Material for this task:
╭──
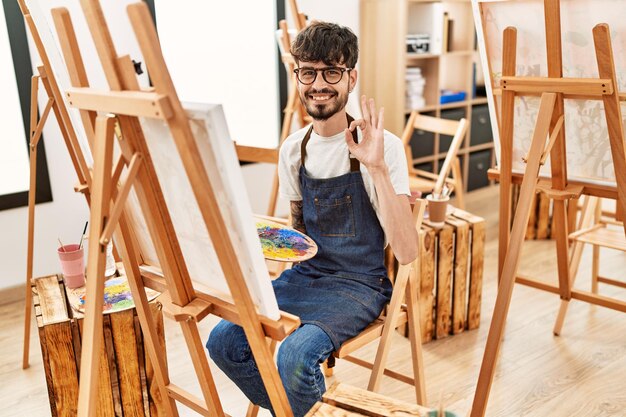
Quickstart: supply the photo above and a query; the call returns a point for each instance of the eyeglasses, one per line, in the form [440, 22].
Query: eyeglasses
[332, 75]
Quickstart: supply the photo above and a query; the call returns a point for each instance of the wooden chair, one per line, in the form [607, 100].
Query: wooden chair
[396, 314]
[599, 229]
[424, 181]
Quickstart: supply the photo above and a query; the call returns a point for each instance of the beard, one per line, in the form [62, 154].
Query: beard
[322, 112]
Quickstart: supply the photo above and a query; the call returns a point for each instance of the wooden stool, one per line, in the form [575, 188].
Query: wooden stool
[450, 275]
[127, 385]
[342, 400]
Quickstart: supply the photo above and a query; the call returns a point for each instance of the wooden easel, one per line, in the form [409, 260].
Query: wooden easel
[56, 103]
[124, 104]
[553, 90]
[293, 103]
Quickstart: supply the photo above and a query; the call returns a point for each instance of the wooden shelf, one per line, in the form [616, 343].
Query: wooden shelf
[385, 61]
[453, 105]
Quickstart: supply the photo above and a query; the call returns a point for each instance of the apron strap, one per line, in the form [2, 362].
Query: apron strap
[355, 165]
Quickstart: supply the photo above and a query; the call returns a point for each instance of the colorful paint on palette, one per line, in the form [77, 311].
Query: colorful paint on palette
[117, 296]
[280, 243]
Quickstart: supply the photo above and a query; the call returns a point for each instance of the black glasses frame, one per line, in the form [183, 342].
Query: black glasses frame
[323, 71]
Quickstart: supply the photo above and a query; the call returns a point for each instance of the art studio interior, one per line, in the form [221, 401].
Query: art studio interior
[313, 208]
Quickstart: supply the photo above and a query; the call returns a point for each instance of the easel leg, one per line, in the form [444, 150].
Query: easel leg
[393, 311]
[156, 352]
[201, 366]
[92, 330]
[505, 289]
[28, 299]
[35, 134]
[506, 146]
[415, 334]
[589, 205]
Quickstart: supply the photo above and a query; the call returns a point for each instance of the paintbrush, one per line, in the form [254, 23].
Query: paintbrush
[440, 411]
[80, 245]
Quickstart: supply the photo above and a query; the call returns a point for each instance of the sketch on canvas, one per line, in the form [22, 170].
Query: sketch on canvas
[588, 150]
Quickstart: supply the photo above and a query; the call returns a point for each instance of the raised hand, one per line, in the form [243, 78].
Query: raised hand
[370, 149]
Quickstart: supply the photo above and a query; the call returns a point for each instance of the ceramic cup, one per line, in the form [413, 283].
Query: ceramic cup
[73, 265]
[437, 209]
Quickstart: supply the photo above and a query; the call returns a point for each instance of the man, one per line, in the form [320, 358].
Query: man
[348, 197]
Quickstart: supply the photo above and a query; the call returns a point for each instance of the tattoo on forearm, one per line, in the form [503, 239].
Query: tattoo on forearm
[297, 219]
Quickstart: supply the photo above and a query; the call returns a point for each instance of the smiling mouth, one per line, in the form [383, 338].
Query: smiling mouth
[320, 97]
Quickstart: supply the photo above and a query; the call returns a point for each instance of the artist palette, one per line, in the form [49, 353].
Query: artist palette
[117, 296]
[283, 243]
[449, 211]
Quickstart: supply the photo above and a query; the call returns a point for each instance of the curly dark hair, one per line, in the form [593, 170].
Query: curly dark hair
[327, 42]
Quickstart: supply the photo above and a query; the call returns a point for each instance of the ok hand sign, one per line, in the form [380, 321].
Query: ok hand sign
[370, 150]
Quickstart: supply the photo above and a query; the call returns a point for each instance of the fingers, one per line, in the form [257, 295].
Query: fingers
[349, 141]
[373, 117]
[370, 115]
[360, 123]
[364, 109]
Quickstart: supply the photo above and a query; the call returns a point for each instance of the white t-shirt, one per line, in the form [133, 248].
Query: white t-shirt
[328, 157]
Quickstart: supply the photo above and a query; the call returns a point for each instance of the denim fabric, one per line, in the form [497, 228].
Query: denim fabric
[339, 217]
[341, 305]
[336, 294]
[299, 359]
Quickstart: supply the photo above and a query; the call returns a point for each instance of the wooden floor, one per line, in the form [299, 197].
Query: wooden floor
[582, 373]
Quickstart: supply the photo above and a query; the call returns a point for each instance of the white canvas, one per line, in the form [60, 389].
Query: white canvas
[218, 155]
[588, 150]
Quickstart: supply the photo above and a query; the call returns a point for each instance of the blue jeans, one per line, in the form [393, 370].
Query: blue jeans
[299, 359]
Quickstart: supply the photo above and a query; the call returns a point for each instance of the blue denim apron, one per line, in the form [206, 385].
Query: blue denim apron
[345, 286]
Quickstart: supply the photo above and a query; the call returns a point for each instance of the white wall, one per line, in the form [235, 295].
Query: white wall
[62, 218]
[211, 68]
[225, 52]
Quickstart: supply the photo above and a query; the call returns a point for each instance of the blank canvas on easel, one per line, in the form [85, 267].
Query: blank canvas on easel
[208, 122]
[218, 154]
[588, 150]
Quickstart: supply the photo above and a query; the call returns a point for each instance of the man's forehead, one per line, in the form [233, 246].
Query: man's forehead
[319, 64]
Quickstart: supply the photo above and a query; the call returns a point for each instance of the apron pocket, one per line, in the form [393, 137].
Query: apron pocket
[335, 216]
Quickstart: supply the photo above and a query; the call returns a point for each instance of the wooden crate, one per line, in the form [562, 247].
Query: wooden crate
[342, 400]
[450, 275]
[127, 386]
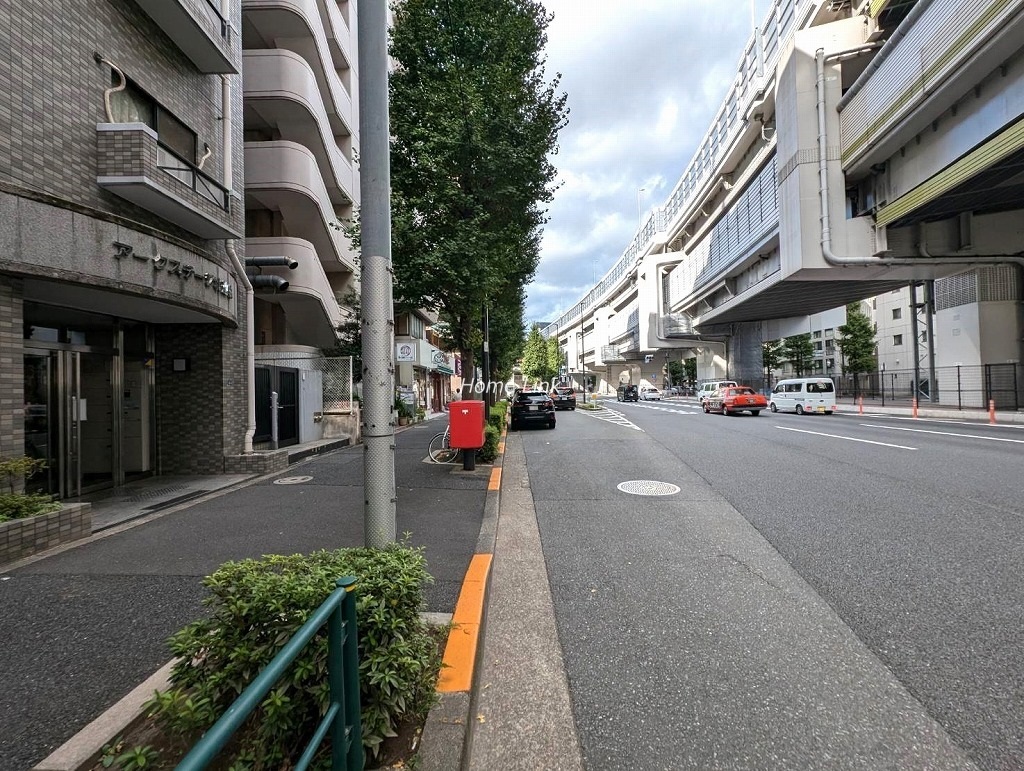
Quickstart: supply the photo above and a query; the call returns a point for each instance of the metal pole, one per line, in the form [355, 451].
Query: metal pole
[933, 381]
[273, 420]
[376, 298]
[915, 334]
[485, 359]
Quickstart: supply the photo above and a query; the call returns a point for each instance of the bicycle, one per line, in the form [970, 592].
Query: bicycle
[440, 451]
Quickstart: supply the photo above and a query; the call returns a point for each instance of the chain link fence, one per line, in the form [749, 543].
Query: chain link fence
[300, 396]
[963, 387]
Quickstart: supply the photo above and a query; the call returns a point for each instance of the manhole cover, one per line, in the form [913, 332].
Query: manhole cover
[648, 487]
[292, 479]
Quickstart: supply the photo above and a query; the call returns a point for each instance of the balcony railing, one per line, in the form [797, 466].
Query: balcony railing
[190, 176]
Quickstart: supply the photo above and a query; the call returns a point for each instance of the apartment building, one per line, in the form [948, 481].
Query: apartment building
[123, 295]
[301, 189]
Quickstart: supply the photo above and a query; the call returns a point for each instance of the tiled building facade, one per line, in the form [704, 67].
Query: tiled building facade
[123, 312]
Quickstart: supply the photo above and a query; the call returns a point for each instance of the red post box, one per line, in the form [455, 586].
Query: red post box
[466, 422]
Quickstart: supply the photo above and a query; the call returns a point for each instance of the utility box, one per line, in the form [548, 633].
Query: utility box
[466, 421]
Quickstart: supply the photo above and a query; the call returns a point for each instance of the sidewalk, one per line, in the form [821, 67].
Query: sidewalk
[85, 624]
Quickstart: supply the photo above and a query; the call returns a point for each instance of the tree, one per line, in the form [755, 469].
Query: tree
[555, 359]
[856, 340]
[535, 356]
[677, 372]
[799, 350]
[473, 125]
[349, 335]
[771, 356]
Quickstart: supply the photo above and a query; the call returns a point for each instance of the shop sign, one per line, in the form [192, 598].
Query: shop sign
[404, 352]
[442, 361]
[181, 269]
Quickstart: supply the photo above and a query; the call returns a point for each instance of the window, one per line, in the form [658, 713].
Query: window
[132, 104]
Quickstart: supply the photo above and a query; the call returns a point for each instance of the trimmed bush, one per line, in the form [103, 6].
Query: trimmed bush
[18, 505]
[496, 415]
[488, 452]
[257, 605]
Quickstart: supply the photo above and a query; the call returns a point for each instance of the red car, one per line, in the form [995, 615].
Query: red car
[732, 399]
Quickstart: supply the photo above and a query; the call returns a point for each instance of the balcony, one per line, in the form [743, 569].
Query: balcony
[297, 26]
[281, 93]
[284, 176]
[133, 164]
[197, 28]
[310, 308]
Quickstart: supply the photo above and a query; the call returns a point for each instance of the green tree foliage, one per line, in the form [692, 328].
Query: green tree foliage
[507, 330]
[856, 340]
[473, 123]
[349, 335]
[799, 350]
[555, 359]
[677, 373]
[535, 356]
[771, 355]
[690, 366]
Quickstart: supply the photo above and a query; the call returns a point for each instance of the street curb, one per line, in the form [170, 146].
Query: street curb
[446, 735]
[87, 743]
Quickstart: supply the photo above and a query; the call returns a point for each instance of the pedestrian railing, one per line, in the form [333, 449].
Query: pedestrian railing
[341, 721]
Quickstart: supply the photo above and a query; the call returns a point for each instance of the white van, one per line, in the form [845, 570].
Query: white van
[707, 389]
[803, 395]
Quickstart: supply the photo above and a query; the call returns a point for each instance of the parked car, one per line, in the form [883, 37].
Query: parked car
[707, 389]
[531, 408]
[649, 393]
[804, 395]
[627, 392]
[733, 399]
[563, 396]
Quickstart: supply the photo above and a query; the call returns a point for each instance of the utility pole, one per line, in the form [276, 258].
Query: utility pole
[379, 523]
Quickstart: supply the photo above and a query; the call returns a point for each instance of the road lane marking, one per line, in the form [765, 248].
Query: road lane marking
[612, 417]
[944, 433]
[848, 438]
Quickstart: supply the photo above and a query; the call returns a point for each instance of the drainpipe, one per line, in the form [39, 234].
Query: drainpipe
[240, 269]
[926, 258]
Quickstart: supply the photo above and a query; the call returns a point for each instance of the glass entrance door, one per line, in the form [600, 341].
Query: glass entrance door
[69, 421]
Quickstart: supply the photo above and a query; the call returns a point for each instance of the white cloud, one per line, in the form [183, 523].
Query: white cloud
[644, 80]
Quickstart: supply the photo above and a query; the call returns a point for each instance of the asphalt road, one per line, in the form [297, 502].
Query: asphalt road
[883, 615]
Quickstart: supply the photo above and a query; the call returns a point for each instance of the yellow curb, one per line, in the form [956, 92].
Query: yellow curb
[460, 653]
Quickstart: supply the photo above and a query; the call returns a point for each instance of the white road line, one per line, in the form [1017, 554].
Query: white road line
[612, 417]
[848, 438]
[944, 433]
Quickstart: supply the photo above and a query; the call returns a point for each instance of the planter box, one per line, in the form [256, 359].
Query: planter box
[23, 538]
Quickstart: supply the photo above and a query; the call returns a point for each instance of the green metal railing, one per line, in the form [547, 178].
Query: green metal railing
[342, 717]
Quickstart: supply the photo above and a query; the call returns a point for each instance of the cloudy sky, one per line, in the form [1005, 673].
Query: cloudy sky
[644, 79]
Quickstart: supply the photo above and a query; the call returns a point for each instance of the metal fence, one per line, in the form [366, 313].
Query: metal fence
[963, 387]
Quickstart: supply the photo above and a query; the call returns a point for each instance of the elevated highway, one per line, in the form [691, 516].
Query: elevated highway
[862, 146]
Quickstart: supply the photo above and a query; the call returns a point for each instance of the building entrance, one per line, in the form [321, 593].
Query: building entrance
[87, 401]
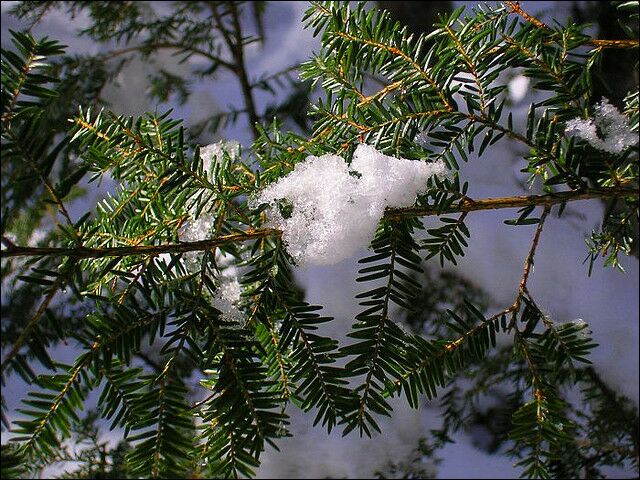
╰──
Your objective:
What you give back must match the lines from the start of the records through the line that contains "form [62, 154].", exactly, with the pictures left out.

Answer for this exercise:
Quickstart: supply the photo above and a query; the call returns a point for each instance of the eyeglasses, one per line, in the form [440, 22].
Query: eyeglasses
[332, 75]
Quickstart: supply the photo above and a query; the call returns a point for each instance of the wooden chair, one per line, in the form [607, 100].
Query: wooden chair
[396, 314]
[599, 229]
[424, 181]
Quickstart: supply the photo above and a query; the call returns a point for each instance of the beard, one per line, in the form [62, 154].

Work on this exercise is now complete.